Provided text:

##########

The tracks on this EP are highly detailed dance pieces, and while the atmosphere is dramatic or operatic, and much attention is on storytelling, the pieces still largely work with the 160 BPM techno format, and include trance-like sampling. I used a lot of field recordings which I made in Venice: sounds of the crowds, ship horns, baroque music, choirs, and motets.
I wanted to document my impressions of Venice. I created almost an hour of sound the first week I came back, and then I let it sit. When I started editing again a few weeks later, I was very much back in Nicosia, both physically and mentally, but it felt like a different, more Venetian Nicosia than I was before my trip. I was very inspired by the story of Queen Caterina Cornaro, the Venetian Queen of Cyprus, and I was deeply influenced by the Venetian architecture and culture that was left behind by the Venetians, including the walls of Nicosia. In a reflective way, this is a historical release for me; it recounts tales of the past while I re-examine the colonial aesthetics of my own city.

##########

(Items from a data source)
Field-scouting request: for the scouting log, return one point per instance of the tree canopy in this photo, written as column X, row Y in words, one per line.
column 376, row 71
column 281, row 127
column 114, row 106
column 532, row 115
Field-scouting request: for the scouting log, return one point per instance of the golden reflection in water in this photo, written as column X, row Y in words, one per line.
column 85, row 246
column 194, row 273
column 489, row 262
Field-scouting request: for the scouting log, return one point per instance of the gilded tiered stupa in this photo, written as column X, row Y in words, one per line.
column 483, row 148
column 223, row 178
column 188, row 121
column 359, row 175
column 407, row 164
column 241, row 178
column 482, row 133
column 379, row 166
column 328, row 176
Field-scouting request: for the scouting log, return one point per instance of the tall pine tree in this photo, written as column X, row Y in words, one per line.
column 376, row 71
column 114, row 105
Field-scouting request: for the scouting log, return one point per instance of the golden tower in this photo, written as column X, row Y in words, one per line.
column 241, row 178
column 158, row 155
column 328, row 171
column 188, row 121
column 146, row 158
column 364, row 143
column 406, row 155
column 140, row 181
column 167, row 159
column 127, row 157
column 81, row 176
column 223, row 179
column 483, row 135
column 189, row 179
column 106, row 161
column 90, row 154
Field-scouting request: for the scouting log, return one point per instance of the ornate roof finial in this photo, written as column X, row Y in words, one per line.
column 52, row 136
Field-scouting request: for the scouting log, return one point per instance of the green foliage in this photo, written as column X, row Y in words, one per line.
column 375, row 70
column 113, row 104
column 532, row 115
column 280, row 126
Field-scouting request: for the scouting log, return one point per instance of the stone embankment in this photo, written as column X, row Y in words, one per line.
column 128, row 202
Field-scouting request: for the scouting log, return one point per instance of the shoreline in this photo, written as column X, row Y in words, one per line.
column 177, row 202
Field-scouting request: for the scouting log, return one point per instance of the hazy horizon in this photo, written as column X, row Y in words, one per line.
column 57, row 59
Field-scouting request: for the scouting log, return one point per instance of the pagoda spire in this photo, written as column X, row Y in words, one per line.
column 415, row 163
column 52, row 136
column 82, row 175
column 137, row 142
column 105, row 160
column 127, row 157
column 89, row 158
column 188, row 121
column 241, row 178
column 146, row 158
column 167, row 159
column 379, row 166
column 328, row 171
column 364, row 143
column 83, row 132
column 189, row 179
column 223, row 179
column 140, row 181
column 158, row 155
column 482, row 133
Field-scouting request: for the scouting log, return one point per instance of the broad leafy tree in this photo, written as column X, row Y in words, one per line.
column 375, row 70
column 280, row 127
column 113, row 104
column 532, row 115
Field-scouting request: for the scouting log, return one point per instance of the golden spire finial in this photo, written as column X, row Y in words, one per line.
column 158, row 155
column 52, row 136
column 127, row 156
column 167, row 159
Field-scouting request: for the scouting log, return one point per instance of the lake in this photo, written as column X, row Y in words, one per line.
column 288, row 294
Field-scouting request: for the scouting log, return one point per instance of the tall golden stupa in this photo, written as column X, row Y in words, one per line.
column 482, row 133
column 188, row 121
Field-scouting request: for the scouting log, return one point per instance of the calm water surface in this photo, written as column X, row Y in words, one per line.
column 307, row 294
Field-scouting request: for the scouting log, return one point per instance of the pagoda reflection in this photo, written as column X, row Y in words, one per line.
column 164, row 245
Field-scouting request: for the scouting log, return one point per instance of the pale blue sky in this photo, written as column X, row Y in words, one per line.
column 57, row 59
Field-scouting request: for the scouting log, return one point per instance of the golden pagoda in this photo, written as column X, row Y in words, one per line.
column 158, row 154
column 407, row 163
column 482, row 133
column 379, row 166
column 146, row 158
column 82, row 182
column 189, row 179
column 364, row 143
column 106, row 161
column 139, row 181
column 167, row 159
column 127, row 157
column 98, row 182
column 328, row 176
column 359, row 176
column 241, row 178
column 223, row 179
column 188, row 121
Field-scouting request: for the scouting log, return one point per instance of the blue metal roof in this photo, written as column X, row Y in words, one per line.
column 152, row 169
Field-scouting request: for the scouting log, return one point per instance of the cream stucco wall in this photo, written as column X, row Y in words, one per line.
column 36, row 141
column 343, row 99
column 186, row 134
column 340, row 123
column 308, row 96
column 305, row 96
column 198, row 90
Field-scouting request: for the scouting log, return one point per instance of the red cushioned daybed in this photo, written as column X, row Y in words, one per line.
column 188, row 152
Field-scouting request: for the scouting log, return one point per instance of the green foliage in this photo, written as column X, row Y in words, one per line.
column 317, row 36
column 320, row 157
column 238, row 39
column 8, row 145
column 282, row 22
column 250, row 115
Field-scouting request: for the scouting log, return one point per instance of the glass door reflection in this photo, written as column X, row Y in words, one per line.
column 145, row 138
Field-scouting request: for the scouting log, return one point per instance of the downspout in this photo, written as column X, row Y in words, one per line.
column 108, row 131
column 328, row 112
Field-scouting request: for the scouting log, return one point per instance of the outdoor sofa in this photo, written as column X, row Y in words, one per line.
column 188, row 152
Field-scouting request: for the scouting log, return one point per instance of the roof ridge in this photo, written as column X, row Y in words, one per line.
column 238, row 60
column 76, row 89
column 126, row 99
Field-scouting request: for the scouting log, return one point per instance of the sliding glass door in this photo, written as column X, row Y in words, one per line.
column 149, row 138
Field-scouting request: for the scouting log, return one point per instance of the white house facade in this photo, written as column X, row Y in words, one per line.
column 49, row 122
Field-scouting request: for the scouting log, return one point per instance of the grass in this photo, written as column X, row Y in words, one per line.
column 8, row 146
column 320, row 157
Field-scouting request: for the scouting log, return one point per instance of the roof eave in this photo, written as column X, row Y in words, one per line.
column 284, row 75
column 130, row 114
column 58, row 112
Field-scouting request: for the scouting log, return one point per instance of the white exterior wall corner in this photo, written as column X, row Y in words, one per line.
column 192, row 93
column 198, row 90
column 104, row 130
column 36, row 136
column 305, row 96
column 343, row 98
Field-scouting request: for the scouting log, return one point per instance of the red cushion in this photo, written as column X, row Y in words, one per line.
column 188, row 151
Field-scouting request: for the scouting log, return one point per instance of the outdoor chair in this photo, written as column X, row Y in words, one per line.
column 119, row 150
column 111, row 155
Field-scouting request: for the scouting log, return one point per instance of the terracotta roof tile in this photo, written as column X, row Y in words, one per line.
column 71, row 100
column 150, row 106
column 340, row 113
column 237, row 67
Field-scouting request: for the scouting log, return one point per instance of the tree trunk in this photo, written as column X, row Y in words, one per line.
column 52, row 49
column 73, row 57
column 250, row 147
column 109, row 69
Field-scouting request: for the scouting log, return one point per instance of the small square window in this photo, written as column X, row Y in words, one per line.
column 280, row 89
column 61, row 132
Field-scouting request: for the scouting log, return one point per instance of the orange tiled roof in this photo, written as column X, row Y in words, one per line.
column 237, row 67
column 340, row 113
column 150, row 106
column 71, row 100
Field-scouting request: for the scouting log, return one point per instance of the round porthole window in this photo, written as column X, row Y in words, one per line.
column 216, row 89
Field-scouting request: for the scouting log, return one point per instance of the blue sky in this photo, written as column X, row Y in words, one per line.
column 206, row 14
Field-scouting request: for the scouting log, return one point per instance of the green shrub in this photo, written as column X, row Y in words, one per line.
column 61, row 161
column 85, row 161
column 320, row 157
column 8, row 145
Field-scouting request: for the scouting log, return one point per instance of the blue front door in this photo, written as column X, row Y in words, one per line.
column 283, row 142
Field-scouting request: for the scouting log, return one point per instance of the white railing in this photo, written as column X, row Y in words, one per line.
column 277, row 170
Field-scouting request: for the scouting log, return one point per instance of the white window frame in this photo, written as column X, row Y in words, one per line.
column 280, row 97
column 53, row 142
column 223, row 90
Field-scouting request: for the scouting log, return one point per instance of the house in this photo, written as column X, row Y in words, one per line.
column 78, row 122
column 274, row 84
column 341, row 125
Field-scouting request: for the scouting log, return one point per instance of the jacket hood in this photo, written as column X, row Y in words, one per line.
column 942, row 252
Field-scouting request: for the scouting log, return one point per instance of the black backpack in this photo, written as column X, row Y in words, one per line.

##########

Goal of the exercise:
Answer these questions using the text about the EP.
(a) What tempo and format do the pieces largely work with?
(b) How much sound was created during the first week after returning from Venice?
(c) Whose story is named as a strong inspiration?

Output for this exercise:
(a) The 160 BPM techno format.
(b) Almost an hour.
(c) Queen Caterina Cornaro, the Venetian Queen of Cyprus.